** start of Material supplied **

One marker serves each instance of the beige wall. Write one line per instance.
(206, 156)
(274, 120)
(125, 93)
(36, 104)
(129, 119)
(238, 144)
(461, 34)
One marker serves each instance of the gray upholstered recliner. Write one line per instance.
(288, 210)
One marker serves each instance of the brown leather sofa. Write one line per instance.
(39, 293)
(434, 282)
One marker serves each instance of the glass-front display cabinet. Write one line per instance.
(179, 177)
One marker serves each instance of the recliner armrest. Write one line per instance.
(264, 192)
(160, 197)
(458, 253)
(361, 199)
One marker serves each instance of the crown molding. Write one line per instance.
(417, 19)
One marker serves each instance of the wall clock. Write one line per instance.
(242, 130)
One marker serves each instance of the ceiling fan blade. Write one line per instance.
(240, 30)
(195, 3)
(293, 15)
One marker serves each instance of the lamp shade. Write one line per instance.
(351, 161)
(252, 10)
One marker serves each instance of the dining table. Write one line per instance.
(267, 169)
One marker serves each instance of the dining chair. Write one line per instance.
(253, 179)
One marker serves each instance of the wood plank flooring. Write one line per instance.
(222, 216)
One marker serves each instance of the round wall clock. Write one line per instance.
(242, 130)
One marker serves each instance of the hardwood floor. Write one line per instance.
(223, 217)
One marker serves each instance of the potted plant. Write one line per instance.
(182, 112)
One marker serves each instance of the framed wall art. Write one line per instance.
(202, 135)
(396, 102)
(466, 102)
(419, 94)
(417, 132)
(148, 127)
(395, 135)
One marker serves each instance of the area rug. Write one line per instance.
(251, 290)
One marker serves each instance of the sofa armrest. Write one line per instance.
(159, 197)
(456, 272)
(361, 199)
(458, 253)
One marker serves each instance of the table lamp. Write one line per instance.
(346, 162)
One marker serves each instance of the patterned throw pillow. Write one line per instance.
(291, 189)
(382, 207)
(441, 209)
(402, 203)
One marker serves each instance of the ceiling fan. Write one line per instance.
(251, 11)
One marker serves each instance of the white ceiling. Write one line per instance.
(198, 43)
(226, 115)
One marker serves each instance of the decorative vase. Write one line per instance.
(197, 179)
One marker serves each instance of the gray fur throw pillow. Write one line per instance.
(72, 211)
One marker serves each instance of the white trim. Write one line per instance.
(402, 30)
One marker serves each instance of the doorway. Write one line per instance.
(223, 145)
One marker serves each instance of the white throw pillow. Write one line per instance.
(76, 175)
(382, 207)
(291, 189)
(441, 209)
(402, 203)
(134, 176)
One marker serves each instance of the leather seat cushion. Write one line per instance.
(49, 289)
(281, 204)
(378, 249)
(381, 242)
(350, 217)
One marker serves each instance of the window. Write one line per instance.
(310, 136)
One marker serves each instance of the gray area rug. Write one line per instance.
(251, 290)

** end of Material supplied **

Render all of the data above as a JSON list of strings, with one string for each line and any blank lines omitted.

Result below ::
[
  "One marker serves each instance of the beige wall. Write one line per instance.",
  "(206, 156)",
  "(274, 120)",
  "(125, 93)",
  "(36, 104)",
  "(129, 119)",
  "(238, 144)",
  "(461, 34)",
  "One marker serves each instance of the gray upholstered recliner. Write one line per instance.",
  "(288, 210)",
  "One marker serves each instance of the brown leather sofa. Write one line per instance.",
  "(39, 293)",
  "(434, 282)",
  "One marker serves each instance of the glass-front display cabinet. Write one line per instance.",
  "(179, 177)",
  "One marker serves each instance of the recliner armrest. Write one line per instance.",
  "(264, 192)",
  "(160, 197)",
  "(458, 253)",
  "(361, 199)",
  "One marker serves each instance of the crown molding. Write one line per instance.",
  "(417, 19)",
  "One marker serves each instance of the wall clock. Write one line per instance.",
  "(242, 130)",
  "One marker serves each instance of the ceiling fan blade. Write one line per instance.",
  "(240, 30)",
  "(195, 3)",
  "(293, 15)",
  "One marker serves each instance of the lamp shade. Write one line per instance.",
  "(351, 161)",
  "(252, 10)",
  "One marker serves each instance of the dining table. Write one line per instance.",
  "(267, 169)",
  "One marker serves each instance of the dining chair. Write one line per instance.",
  "(253, 179)",
  "One marker serves each instance of the wood plank flooring. Write one line per instance.",
  "(222, 216)",
  "One marker serves each instance of the round wall clock. Write one line per instance.",
  "(242, 130)",
  "One marker serves each instance of the hardwood floor. Write one line per instance.",
  "(223, 217)",
  "One marker serves each instance of the potted plant. Write one line per instance.",
  "(182, 112)",
  "One marker serves each instance of the framed wall art. Write one line per instance.",
  "(202, 135)",
  "(396, 102)",
  "(466, 102)",
  "(419, 94)",
  "(417, 132)",
  "(148, 127)",
  "(395, 135)",
  "One marker serves each instance of the area rug. Write one line per instance.",
  "(251, 290)",
  "One marker serves each instance of the sofa armrest. Write one line per instance.",
  "(159, 197)",
  "(456, 272)",
  "(361, 199)",
  "(458, 253)",
  "One marker serves each instance of the table lamp. Write one line per instance.",
  "(346, 162)",
  "One marker serves each instance of the patterned throw pillow. Write one line per instance.",
  "(291, 189)",
  "(382, 207)",
  "(441, 209)",
  "(402, 203)",
  "One marker serves each instance of the ceiling fan. Write one line per instance.",
  "(251, 11)",
  "One marker serves each instance of the white ceiling. Write one line per instance.",
  "(198, 43)",
  "(226, 115)",
  "One marker serves each instance of the decorative vase. Write one line per instance.",
  "(197, 179)",
  "One marker serves each instance of the gray fur throw pillow. Write one line per instance.",
  "(72, 211)",
  "One marker serves each instance of the white trim. Write one line per instance.",
  "(402, 30)",
  "One marker serves each instance of the doorway. Write one line per instance.",
  "(223, 145)",
  "One marker serves each instance of the white throw pillow. Write one line per instance.",
  "(76, 175)",
  "(382, 207)",
  "(291, 189)",
  "(441, 209)",
  "(402, 203)",
  "(134, 176)",
  "One marker serves each instance of the leather seat cushion. Write one line per instance.",
  "(49, 289)",
  "(281, 204)",
  "(378, 249)",
  "(381, 242)",
  "(350, 217)",
  "One marker serves each instance of the window. Write one line per instance.",
  "(310, 136)",
  "One marker serves each instance of the gray area rug. Write one line per instance.",
  "(251, 290)"
]